Astute Planning, Flawless Execution,
Delighted Customers

Issue #168

Tuesday, March 22, 2011

CCI Serving Those in Need…Again

Members of the Customer Centricity team and the First Baptist Church of Hudson, NH are again headed to the Gulf Coast of Mississippi, to build and/or refurbish homes with Habitat for Humanity. This year the team is traveling during NH school vacation (week of April 25) to enable teens to experience the blessing of helping others in need through hard work.

Hurricane Katrina slammed into the Gulf Coast on August 29, 2005, destroying property and killing hundreds. Less than a month later, on September 24, 2005, Hurricane Rita also made landfall on the Gulf Coast, extending the devastation even further. All told, more than half a million homes were damaged or destroyed.

Six years later Habitat for Humanity still engages coastal Mississippi families struggling with run down temporary shelter and poor housing conditions.

If you are interested in supporting the cause or would like to learn more, click here. The team of volunteers and, more importantly, the people in need thank you in advance for your support.

People, Process, and Technology - The Right Dose of Rigor
by Craig Bailey, in collaboration with Mark Hall, William George Associates, Ltd.

We continue our series on People, Process and Technology focusing on a case study involving the deployment of an enterprise-wide Project Management solution. While the topic is focused on project management, the principles relate to any enterprise-wide solution (i.e., CRM, ERP, etc.).

In our prior installment, we reinforced the importance of an effective project kickoff to quantify and reinforce the fact that each stakeholder has something to gain. This is absolutely essential to ensure 100% adoption and will be reinforced throughout the project lifecycle.

Another important ingredient is ensuring that the “right dose” of rigor is defined during process and methodology development. In terms of a project management solution, this can include, but is not limited to:

  • Task level granularity
  • Frequency of project resources updating tasks / entering time
  • Parameters for baselining
  • Levels of resource availability
  • Project templates

To be clear, these items are NOT things that a system would enforce. Instead, they are foundational process-level agreements to be established to ensure the right level of rigor is implemented to achieve the anticipated outcome. That is, if these (and other) parameters are “too tight” early on, relative to a company’s project management maturity level, then it (the solution) will seem far too burdensome and will not be used. As such, it is important to begin to create boundaries for such parameters but allow flexibility as team-members begin to “move in” to this new operating model.

Task level granularity

A common axiom for project management is that the larger the duration of a task, the higher the risk of deviation from plan for that task. This results from the fact that, for many tasks, there is often “some level” of subjectivity when a project resource reports percent complete. How often have you been told “we are 90% complete” only to learn (too late) that the remaining 10% actually equated to far more work than anticipated resulting in the last 10% taking longer than the original task duration.

An effective way to mitigate this risk is to divide large tasks into smaller chunks. The need and ability to do this can vary depending on the duration, complexity and risk of the project. For a multi-year / complex project, an approach to doing so, while maintaining a balance of rigor and flexibility, would be to establish guidelines such as the maximum duration of near term tasks (those scheduled for the next 30-60 days) must be 40 hours or less, while tasks further out can have longer durations. And, as these future tasks enter the near term window, they must be broken down into tasks of shorter duration. It should be noted that this is NOT an opportunity to expand project scope or move out end-dates. It is simply a time to add increased granularity to summary level tasks.

### [DATA]
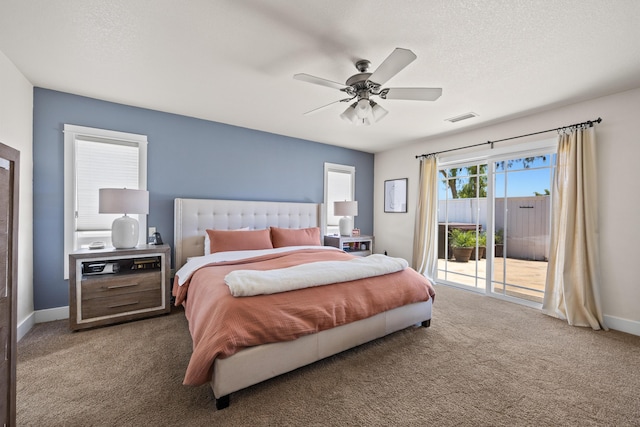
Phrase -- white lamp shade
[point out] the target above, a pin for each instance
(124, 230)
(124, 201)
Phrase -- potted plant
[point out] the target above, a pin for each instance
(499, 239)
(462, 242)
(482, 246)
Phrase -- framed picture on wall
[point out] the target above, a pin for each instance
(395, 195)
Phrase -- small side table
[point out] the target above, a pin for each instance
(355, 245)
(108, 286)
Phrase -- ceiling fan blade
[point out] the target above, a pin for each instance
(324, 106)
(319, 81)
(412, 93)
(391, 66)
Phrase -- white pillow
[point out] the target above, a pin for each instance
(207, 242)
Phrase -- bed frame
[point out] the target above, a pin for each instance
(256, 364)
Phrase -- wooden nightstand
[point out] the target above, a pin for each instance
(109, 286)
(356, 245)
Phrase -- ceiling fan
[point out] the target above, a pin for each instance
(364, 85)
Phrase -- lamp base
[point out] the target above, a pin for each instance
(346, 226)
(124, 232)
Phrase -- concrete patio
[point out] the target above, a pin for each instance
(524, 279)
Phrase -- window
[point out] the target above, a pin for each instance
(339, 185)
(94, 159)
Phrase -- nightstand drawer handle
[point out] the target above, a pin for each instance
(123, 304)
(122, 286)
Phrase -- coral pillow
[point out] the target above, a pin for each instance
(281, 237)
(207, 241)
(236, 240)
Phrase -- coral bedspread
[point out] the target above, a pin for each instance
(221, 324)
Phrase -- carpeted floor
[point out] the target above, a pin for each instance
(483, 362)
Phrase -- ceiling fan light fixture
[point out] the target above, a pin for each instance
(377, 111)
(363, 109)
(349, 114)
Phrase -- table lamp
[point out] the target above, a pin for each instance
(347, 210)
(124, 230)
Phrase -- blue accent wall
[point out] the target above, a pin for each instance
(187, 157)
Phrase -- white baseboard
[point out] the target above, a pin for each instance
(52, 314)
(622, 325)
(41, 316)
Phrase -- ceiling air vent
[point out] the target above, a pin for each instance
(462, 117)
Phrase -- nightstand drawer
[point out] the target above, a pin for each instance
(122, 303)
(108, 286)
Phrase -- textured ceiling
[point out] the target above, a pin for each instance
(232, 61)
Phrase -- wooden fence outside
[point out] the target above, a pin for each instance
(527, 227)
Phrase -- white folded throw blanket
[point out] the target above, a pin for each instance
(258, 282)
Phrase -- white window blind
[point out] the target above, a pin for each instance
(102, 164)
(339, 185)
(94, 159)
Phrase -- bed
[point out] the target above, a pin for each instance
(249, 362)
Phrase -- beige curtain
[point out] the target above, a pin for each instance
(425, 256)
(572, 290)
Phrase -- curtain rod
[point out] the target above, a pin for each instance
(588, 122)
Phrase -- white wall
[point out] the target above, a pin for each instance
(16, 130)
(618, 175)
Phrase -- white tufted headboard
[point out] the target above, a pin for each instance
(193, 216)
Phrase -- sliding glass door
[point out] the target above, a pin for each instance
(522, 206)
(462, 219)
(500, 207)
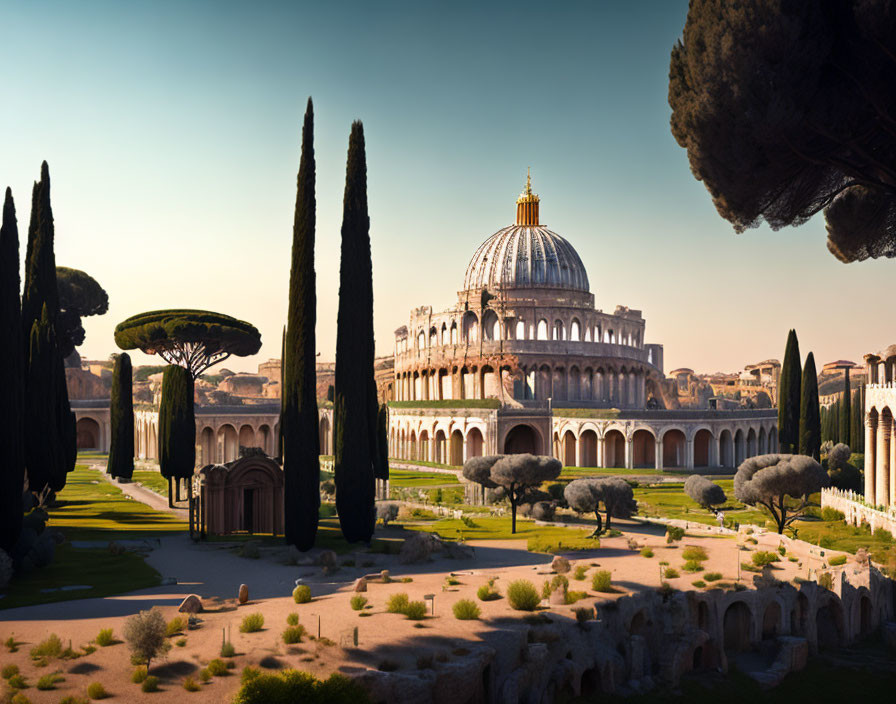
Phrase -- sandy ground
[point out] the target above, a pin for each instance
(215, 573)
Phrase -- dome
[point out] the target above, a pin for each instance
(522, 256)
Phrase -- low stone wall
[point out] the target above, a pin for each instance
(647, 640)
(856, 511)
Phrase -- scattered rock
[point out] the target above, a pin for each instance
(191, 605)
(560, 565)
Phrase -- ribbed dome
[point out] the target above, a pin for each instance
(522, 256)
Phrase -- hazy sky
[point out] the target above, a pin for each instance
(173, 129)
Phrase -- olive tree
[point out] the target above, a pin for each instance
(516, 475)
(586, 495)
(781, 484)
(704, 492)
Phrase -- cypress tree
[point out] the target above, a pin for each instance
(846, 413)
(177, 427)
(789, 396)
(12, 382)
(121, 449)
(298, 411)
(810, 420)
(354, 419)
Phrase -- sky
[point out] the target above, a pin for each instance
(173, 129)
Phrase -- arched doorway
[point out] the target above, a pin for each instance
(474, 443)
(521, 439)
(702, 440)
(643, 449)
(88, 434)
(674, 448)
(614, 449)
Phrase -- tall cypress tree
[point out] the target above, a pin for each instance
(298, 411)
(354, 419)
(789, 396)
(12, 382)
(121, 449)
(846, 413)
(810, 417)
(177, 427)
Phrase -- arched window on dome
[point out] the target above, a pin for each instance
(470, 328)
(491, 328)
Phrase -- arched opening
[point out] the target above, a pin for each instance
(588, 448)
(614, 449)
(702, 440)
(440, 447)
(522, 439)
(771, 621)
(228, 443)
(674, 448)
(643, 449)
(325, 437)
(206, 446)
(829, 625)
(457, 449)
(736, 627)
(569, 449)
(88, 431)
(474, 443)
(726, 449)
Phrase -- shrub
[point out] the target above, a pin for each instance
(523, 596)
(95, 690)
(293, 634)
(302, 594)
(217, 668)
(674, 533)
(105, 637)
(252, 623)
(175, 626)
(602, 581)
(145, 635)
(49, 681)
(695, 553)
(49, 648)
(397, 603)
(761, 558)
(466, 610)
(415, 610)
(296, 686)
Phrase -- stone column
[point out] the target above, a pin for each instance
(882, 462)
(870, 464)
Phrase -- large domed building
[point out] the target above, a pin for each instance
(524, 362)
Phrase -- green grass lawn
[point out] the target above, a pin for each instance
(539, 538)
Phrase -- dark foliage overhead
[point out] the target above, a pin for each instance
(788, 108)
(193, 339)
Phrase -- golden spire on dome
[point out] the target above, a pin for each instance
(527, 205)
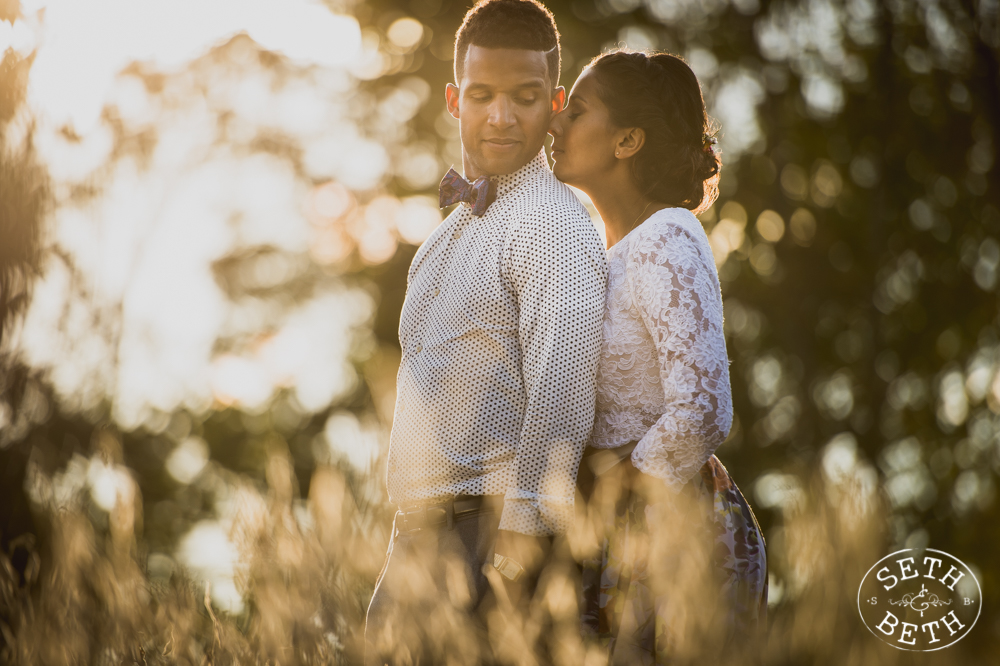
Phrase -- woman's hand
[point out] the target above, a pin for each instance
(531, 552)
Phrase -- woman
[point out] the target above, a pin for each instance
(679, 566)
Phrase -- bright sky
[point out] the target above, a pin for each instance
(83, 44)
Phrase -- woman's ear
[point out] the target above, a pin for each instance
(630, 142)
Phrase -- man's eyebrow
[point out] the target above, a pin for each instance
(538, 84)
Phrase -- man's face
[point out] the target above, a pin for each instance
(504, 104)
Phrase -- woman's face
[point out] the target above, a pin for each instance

### [TASK TO COMPLETE]
In the newsletter, what is the suggested maximum duration for near-term tasks?

### [TASK SOLUTION]
40 hours or less